━━ GIVEN TEXT ━━
Term Project Alternative 1

Customer Service Survey Project

See also: Term Project Alternative 2, Case Analysis General Guidance.

1. Identify a company or activity that will let you work with their customers to conduct a customer survey and subsequently analyze the information. It may be bricks and mortar or an e-commerce business (activity). But you must have both placement and access to observe the business, survey the customers and employees, talk to and work with the managers.

2. You may work in groups (five-seven to a group) or individually. Each project is to cover a different company or activity (if the company is large enough, a different branch of the company). The important thing is that customer service is related to the point of contact with the customer. A McDonald's in Belgium will differ from one in Germany or the UK. The legal office at Baumholder will be different from the one in Heidelberg or Ramstein. All the organizational policies and training in the world will not change that reality. Hence, unless you are physically close to others classmates, or select an e-commerce business, group work will be limited.

3. Many firms have long standing programs of customer surveys and may not want you to interfere (or pollute) that effort, so be aware of the sensitivities.

NOTE: In the past I have found that financial institutions on U.S. bases and posts, the military exchanges and commissaries are difficult clients to work with. They operate under a number of constraints, have they own surveys, are tightly controlled and often have very limited time and resources to share with students.

4. If you are going to conduct a survey on a military base, CHECK with Base Legal, Public Affairs or the Services folks, to make sure you have the proper permissions beforehand. Upon request, I will provide a letter of introduction to the proper authorities. (Make sure you give me the correct fax number or email address, name, rank/grade, position, organization, and address of the recepient.)

5. Your project will have four distinct phases:

You will submit a formal report on both the project and the method of determining the suggested improvements; i.e., your formal process improvement report will have both content area and methodological sections.

Your report will be fully documented and presented in technical report writing style.

 

Phase 1:

Know your client and the customer.

Describe what exists at present in detail. Make sure you understand the system and processes within which customer service is supposed to occur.

Map the customer service process using a Deployment Flowcharts or Swimlane Diagrams.

Before your fully develop your survey for Phase 2, make sure you have refined and developed the details of your understanding. Then revise your Phase 1 submission and send it to me along with your Phase 2 input. (due 7 March 2003)

For the 10 Feb deadline, this understanding will admittedly be more limited that it must be in the end. I understand that; because of time constraints, I want to force the pace a little and get you out on the street.

Your appreciation of the current situation will grow as you progress through the survey, so be satisfied at first with a general description of the firm, its general strategy, products and services, main competitive advantage in the marketplace, customer service policy and the perceived response of customers to the firm, its products and services. Update your Process Map at the end of Phase 2-4 as need be to reflect your improved understanding of the situation.

Phase 2:

Develop your survey instrument related to business processes.

Focus on the issues Anton raises. See his survey instrument (Anton, pg 86-87) for help in getting yours started.

Before you develop even one question, you must identify the business processes that are directly related to the quality drivers that motivate the activity's customers.
━━━
_EXERCISE AIM_:
Write the next part of the customer service survey project assignment, starting right after its final sentence. The lines after this point have no role here.
━━ DATA LINES ━━
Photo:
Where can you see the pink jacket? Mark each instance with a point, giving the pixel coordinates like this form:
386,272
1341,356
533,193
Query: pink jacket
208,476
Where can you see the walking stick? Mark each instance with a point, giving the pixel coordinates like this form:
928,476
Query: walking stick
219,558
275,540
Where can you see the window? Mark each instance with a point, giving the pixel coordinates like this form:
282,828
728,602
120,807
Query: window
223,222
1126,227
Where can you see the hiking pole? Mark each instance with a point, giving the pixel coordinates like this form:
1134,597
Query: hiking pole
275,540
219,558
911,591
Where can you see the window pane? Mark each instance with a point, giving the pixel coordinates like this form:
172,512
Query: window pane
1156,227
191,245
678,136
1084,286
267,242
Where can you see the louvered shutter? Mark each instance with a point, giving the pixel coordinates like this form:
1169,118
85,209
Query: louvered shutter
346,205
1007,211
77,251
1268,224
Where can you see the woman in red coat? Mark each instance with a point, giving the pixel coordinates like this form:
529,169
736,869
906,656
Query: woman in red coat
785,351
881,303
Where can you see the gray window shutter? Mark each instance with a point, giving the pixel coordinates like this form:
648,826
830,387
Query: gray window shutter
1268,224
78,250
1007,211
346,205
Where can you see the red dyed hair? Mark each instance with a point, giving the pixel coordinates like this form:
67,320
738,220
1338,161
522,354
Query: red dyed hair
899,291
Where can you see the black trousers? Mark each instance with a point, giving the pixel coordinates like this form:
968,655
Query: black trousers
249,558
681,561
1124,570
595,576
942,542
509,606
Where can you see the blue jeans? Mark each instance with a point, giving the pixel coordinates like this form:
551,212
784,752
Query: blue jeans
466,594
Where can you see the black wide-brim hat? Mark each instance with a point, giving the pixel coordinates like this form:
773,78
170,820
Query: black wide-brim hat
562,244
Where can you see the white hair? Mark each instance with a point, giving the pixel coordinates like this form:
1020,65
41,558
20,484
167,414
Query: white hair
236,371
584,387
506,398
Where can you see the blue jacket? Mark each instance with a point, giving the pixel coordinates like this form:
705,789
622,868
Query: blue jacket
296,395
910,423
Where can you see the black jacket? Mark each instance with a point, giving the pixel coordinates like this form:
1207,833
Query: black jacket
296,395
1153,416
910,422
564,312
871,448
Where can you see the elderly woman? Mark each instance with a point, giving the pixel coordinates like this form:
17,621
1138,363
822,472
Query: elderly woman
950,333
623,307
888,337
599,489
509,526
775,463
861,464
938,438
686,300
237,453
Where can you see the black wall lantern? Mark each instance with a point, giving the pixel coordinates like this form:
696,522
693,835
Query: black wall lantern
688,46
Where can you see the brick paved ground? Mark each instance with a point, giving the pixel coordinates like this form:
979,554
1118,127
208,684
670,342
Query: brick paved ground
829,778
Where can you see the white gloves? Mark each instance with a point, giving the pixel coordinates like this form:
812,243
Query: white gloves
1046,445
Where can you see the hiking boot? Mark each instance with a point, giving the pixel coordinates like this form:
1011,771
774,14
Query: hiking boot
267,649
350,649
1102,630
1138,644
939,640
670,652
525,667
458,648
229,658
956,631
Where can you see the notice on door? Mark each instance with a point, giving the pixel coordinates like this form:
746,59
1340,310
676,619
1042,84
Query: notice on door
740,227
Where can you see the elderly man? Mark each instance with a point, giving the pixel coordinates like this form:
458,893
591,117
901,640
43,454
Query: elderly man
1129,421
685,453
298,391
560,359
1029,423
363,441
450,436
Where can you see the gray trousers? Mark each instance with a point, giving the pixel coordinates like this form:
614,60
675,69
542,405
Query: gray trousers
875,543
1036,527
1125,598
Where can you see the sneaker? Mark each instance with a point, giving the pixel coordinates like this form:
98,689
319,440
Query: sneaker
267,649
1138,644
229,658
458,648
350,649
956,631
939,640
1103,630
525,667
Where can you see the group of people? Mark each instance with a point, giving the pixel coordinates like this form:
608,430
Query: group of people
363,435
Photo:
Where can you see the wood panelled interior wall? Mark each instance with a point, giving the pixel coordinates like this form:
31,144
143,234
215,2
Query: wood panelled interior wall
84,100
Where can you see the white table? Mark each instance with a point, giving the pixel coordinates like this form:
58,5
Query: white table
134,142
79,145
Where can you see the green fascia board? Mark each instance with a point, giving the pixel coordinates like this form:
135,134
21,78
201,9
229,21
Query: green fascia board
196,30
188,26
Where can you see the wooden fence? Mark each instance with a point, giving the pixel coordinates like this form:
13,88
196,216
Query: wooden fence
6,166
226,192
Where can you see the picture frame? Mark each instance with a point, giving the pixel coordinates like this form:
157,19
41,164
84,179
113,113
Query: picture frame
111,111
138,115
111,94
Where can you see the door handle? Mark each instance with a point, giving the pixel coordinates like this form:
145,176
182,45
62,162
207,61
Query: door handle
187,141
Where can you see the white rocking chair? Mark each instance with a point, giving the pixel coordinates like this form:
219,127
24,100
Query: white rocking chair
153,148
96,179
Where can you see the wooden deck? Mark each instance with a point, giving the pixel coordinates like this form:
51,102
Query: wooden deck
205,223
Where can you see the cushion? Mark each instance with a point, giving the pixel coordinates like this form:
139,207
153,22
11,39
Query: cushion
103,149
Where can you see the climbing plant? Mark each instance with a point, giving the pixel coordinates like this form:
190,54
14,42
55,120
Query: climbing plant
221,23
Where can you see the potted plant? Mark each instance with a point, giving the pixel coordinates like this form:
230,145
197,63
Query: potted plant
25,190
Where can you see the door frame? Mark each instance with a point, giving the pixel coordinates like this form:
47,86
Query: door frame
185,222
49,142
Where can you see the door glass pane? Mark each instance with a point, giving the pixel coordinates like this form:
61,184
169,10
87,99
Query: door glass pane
━━━
_RESPONSE TO THIS TASK_:
You must then identify the customer expected attributes related to each process. (See Anton, Fig 4-7 pg. 53.) You will notice that Anton begins but does not complete the example in Chapter 4 and 5 of his book. For example, he shows in Fig 4.7 only four of many customer expected attributes related to warranty claims. Each process will have 3-5 attributes much as each quality driver will have four or more processes underpinning its effectiveness. Thus for the four quality drivers which Anton proposes in Fig 4-3, you could find more than 20 business processes and more than 80 customer expected attributes, all arranged in a more complex and complete version of the root and branch diagram he shows in Fig 4-7.

If a firm hopes to use the information from the survey, it has to understand its own internal operations and how they relate to the customer expected attributes. To help them do that you need to relate each attribute to a further 3-5 internal metrics (including customer complaints) such as mistakes on forms, misplaced files, rework on assembled products, absentism, tardiness, poor appearance, etc. Internal metrics must be observable, specific, measureable, and attributable.

Remember to caution the company that if the customer is asked her or his opinion on an issue, the firm and its managers have a responsibility to listen or the customers may rebel and stop trading with them.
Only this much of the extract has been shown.